» **WORK ORDER**:
Leaving the images aside, transcribe all the data below exactly.

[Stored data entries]
*-*-*
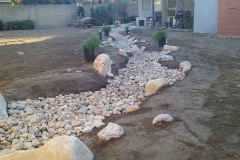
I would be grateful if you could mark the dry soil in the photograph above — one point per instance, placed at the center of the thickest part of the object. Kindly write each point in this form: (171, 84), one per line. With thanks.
(205, 104)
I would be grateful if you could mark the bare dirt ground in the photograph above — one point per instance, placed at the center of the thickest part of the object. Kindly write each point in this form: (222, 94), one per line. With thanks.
(205, 104)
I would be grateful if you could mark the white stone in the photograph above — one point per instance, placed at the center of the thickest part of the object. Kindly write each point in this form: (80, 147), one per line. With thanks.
(35, 143)
(154, 85)
(3, 108)
(122, 53)
(166, 58)
(34, 118)
(170, 48)
(132, 108)
(98, 124)
(29, 110)
(162, 117)
(88, 129)
(112, 130)
(135, 51)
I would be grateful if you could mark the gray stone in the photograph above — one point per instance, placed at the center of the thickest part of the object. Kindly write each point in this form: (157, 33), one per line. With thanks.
(3, 108)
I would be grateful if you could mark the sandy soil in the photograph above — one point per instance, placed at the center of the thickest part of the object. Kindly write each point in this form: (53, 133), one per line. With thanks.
(205, 105)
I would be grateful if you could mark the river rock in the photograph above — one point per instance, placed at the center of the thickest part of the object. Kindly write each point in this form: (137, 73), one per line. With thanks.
(3, 108)
(132, 108)
(112, 130)
(154, 85)
(170, 48)
(122, 53)
(162, 117)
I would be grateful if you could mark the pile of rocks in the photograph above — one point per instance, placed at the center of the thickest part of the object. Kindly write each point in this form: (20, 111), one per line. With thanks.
(32, 123)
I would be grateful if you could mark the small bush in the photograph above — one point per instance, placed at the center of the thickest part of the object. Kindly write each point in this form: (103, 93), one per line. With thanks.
(1, 25)
(158, 35)
(91, 44)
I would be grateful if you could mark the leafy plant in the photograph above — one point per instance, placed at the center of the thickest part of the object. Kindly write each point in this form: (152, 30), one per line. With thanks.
(158, 35)
(5, 26)
(1, 24)
(91, 44)
(100, 32)
(107, 28)
(127, 29)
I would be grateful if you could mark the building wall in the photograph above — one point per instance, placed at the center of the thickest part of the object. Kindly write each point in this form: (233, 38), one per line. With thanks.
(229, 18)
(206, 16)
(48, 16)
(148, 13)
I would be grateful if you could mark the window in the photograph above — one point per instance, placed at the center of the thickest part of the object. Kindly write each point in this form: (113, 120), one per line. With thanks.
(146, 5)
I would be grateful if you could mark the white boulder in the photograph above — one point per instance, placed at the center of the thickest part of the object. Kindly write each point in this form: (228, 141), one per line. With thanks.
(3, 108)
(154, 85)
(105, 43)
(122, 53)
(59, 148)
(166, 58)
(132, 108)
(170, 48)
(102, 65)
(185, 66)
(162, 118)
(112, 130)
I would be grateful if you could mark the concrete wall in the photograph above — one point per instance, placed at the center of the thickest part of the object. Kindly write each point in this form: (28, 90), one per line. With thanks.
(229, 18)
(205, 16)
(48, 16)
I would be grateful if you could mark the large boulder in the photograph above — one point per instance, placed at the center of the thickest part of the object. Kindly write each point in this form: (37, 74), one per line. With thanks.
(112, 130)
(170, 48)
(162, 118)
(3, 108)
(154, 85)
(59, 148)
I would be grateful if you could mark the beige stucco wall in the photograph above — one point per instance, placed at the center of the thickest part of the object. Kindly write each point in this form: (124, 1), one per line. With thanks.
(48, 16)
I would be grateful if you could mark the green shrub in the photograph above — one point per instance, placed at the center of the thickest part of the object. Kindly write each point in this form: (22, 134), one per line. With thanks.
(107, 28)
(1, 25)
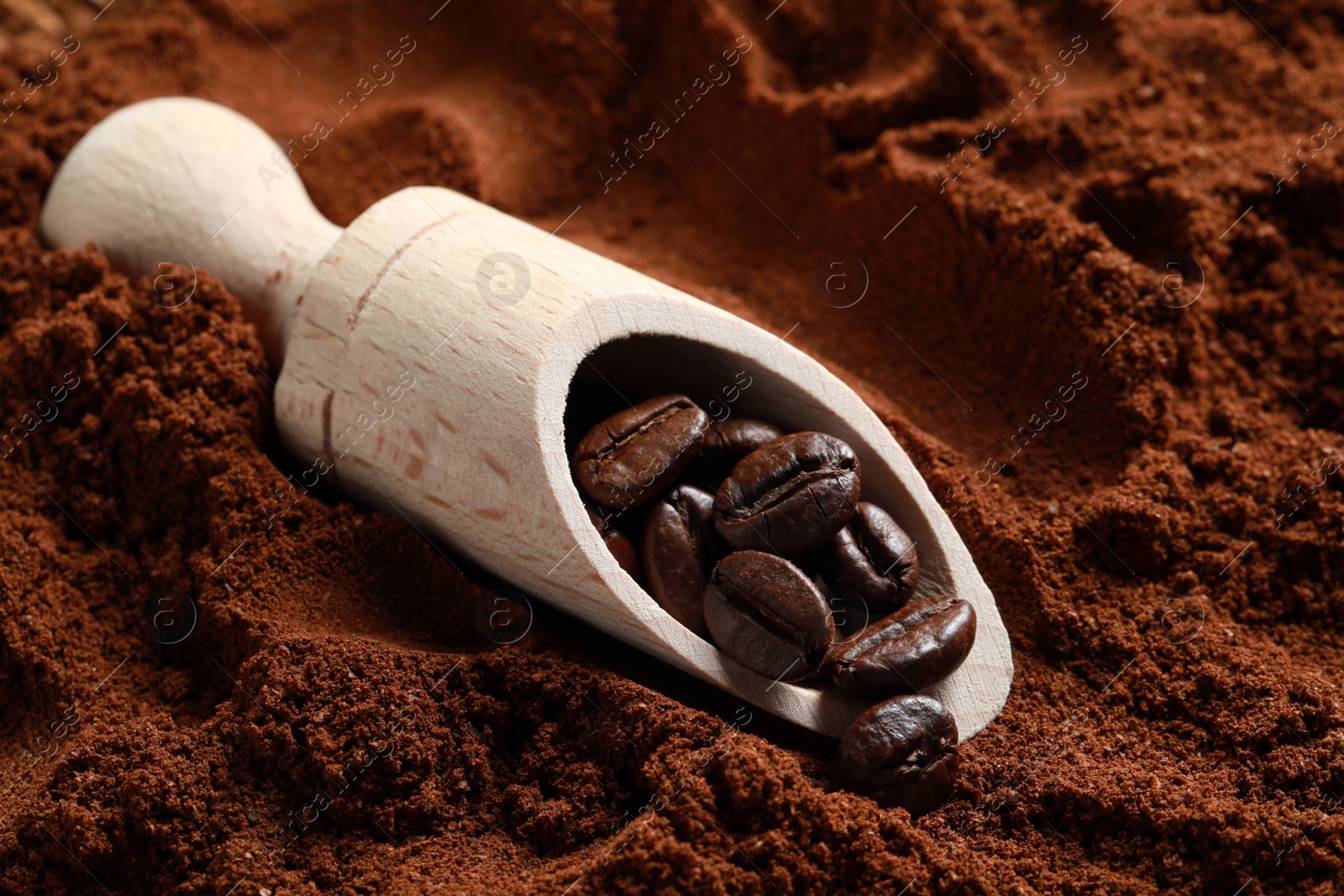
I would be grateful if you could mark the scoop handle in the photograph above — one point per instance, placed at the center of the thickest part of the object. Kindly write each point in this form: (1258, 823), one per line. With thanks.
(194, 183)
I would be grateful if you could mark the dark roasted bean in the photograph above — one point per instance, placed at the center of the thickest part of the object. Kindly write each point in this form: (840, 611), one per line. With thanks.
(873, 558)
(907, 652)
(768, 616)
(679, 553)
(902, 752)
(632, 456)
(617, 543)
(729, 441)
(788, 496)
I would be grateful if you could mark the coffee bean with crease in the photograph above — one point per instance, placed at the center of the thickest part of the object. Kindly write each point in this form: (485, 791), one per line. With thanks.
(790, 496)
(680, 550)
(617, 543)
(768, 616)
(873, 558)
(911, 651)
(902, 752)
(729, 441)
(632, 456)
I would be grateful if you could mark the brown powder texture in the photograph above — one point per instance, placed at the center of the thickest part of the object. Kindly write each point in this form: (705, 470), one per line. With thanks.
(1164, 546)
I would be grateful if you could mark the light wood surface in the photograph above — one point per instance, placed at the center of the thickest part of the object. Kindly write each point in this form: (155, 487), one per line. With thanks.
(437, 385)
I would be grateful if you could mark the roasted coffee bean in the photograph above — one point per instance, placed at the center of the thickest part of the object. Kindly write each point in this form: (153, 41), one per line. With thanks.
(902, 752)
(729, 441)
(628, 458)
(768, 616)
(907, 652)
(680, 548)
(873, 558)
(788, 496)
(617, 543)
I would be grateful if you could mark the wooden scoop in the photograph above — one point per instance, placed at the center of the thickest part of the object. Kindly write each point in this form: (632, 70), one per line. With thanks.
(427, 355)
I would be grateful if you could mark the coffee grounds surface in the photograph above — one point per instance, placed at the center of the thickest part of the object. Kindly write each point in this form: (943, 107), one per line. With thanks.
(1104, 315)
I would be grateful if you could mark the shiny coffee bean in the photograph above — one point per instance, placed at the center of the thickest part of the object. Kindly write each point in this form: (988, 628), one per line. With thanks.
(768, 616)
(617, 543)
(679, 553)
(911, 651)
(632, 456)
(729, 441)
(873, 558)
(788, 496)
(902, 752)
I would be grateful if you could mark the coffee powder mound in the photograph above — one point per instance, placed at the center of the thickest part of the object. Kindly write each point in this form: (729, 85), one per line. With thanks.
(1082, 258)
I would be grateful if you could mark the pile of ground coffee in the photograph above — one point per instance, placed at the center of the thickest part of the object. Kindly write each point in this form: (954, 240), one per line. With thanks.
(1082, 258)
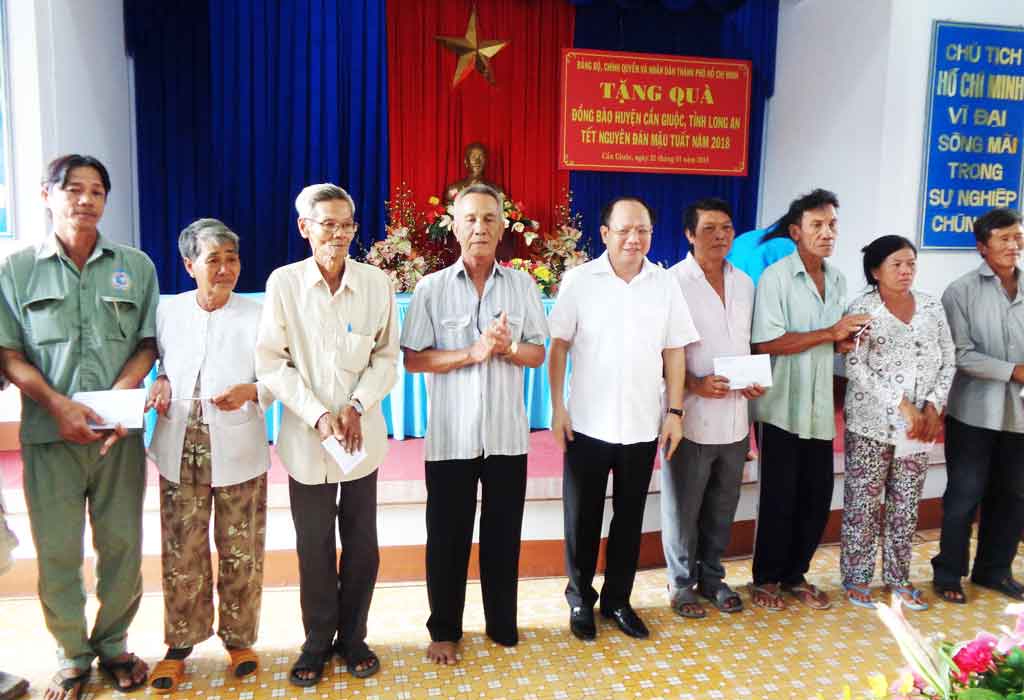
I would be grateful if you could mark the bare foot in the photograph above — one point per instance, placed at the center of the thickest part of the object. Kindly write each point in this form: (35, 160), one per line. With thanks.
*-*-*
» **RESPONSE TO THIS EXERCISE**:
I would be grateful if you could mark the dry soil in the photograph above — one point per instance, placed at the center of the thickest part of the object. Kindly write each point in this form: (171, 84), one per line. With thanks.
(205, 104)
I would be grateful if you could mark the bare dirt ground in the photograph above — one point per instance, placed at the center of the thickest part of the object. Kindly write each point in this form: (222, 94), one per line. With thanks.
(205, 104)
I would be grateful if you could mark the white stone in the photograph above — one point per instance, placed at the center of the thickest part of the object. Kindly write each point in this form: (80, 147), one per line. With thanks.
(35, 143)
(154, 85)
(3, 108)
(122, 53)
(166, 58)
(34, 118)
(170, 48)
(132, 108)
(98, 124)
(29, 110)
(162, 117)
(88, 129)
(112, 130)
(135, 51)
I would be grateful if you could mark the gray stone in the photograph above — one point per instance, placed at the center of the thickest part of the object. Kindly write each point in this form: (157, 33), one per line. With thanks.
(3, 108)
I would be grateful if you could mark the sandy soil in the photograph above — one point per instance, placed at the center of the thickest part of the object. Kindly write each point in this form: (53, 133), one per line. With thanks.
(205, 105)
I would be grateful if you could mark the river rock in the photograph above — one point per instance, placed at the center of the thickest part of the object. Kindly write each point in this form: (137, 73), one per line. With thanks.
(3, 108)
(132, 108)
(112, 130)
(154, 85)
(170, 48)
(122, 53)
(162, 117)
I would be grateful if you could mark the pile of rocks in the photograph above — one point per instance, placed at the center of the thickest part of the object. Kindly write each point in this form: (20, 111), one per line. With thanks.
(32, 123)
I would be grateful if you could mark the small bush in the photograph above — one point per instance, placed at the center of the thickest part of the object. Kindly write each point in this form: (103, 93), one per line. With thanks.
(1, 25)
(158, 35)
(91, 44)
I would be grateful if you could mark the leafy plant in the photograph above — one point per instance, placed at the center of the thickest part of the object. Kindly write each point in this form: (152, 30), one per line. With thanks.
(158, 35)
(5, 26)
(1, 24)
(91, 44)
(100, 32)
(107, 28)
(127, 29)
I would be grateful if you could mark the building wall in the photograph above — one point per instance, placed at the center of the thickest part of the object. Kindly write each point in this form: (233, 38), one per line. With thanks.
(229, 18)
(206, 16)
(48, 16)
(148, 13)
I would be grateful if you could mark the window in the photograph above — one point per instance, placed at the center of the thickest part of the object. Kindly write each point in this form: (113, 120), one per line. With thanks.
(146, 5)
I would be grateful if you could mark the white boulder in the photograph above — one point per instance, placed at the center of the thickest part of the object. Kindly write each point in this form: (228, 141), one per line. With thanks.
(3, 108)
(154, 85)
(105, 43)
(122, 53)
(59, 148)
(166, 58)
(132, 108)
(170, 48)
(102, 65)
(185, 66)
(162, 118)
(112, 130)
I would be grateful if you could mark the concrete wall in the photograph above — one point per instance, placed at the center of the thickest part of the object. Kindly write each point in this form: (28, 90), one per line. With thanks.
(229, 18)
(205, 16)
(48, 16)
I would be grateful if you could mark the large boulder in the photograph above — one point per instance, placed at the center of the thickest part of the object. Kindly write each point in this form: (37, 74), one per line. With thanks.
(112, 130)
(170, 48)
(162, 118)
(3, 108)
(154, 85)
(59, 148)
I would be grateful if you could mark the beige stucco wall in the photograph above — one point per instance, placed at the center of the thickest part of the object. Kindly write each point in this form: (124, 1), one per line. With thanks.
(48, 16)
I would be grateful if you could mark the green shrub in the photograph above — one point per instance, placed at the center of the thickest part of the object. Kindly write each point in this form: (22, 134), one per line. With thanks.
(107, 28)
(1, 25)
I would be grateful if you could mark the scoop handle in the photograph above — one point per instance, placed at the center of the thickest part of the object. Kindly write each point in this form: (1258, 823), one per line. With thanks.
(194, 183)
I would be grateful if you could mark the dark roasted bean in the photograph above — one point per instance, placed at the center of the thickest part of the object. Kindly write each point in this form: (840, 611), one per line. With thanks.
(873, 558)
(907, 652)
(768, 616)
(679, 553)
(902, 752)
(632, 456)
(617, 543)
(729, 441)
(788, 496)
I would be grateful if you could mark the coffee bean with crease in the photograph above — one point per instance, placed at the center of the thickest part of the object. Kindly write each point in this form: (485, 791), one per line. With thanks.
(790, 496)
(680, 550)
(617, 543)
(768, 616)
(873, 558)
(911, 651)
(902, 752)
(729, 441)
(632, 456)
I would be grateful if you could mark the brown powder texture in the photograph above — one point per instance, placed at the center of the thickest part of the object. Kindly write each point in this form: (705, 470), one per line. With thanks.
(1164, 546)
I would be grateful if you could mark the light wood surface in the photograph above — one point per instance, placed at the center of the thickest part of the object. Kindly write each point in this form: (155, 487), one per line. With thanks.
(437, 385)
I would be grateful if you could mark the roasted coffee bean in the photograph above — one point per instance, placed at the center of the thickest part of the object. Kindly write each point in this form: (153, 41), one per line. With thanks.
(902, 752)
(729, 441)
(628, 458)
(768, 616)
(907, 652)
(680, 548)
(873, 558)
(788, 496)
(617, 543)
I would be grateful if you could mark the wooden scoop in the photograph above — one point per instance, placed at the center of the thickest part of the object. Kindly write each point in this form: (632, 70), one per line. With thanks.
(427, 355)
I would be grateful if you could mark the coffee grounds surface in the photograph above — one point per instance, placed at the center of the thickest part of the object. Kindly write each point in this form: (943, 107), one per line. With thanks.
(1104, 315)
I would be grateful if you could mark the shiny coffee bean in the photograph above — one point per instance, placed at the center of the thickest part of the object. Kindly write each point in this form: (988, 628), one per line. With thanks.
(768, 616)
(617, 543)
(679, 553)
(911, 651)
(632, 456)
(729, 441)
(873, 558)
(788, 496)
(902, 752)
I would be grateful if you could mark the coffee powder mound in the photograph above — one point per instance, placed at the center of the thickest part of the object. Kindly write each point in this form: (729, 85), one per line. With thanks.
(1082, 258)
I would be grateful if you could mark the pile of ground coffee in the photograph above — one point per instance, placed at the center of the thickest part of the object. Kindly write each point in this form: (954, 240), one per line. With thanks.
(1082, 258)
I would be grateful if you could mark the bare foot in the photograph above — one point per instance, placed at the center of the thickest part of the object. Kindly write each point in this form: (35, 160), one per line. With thanks.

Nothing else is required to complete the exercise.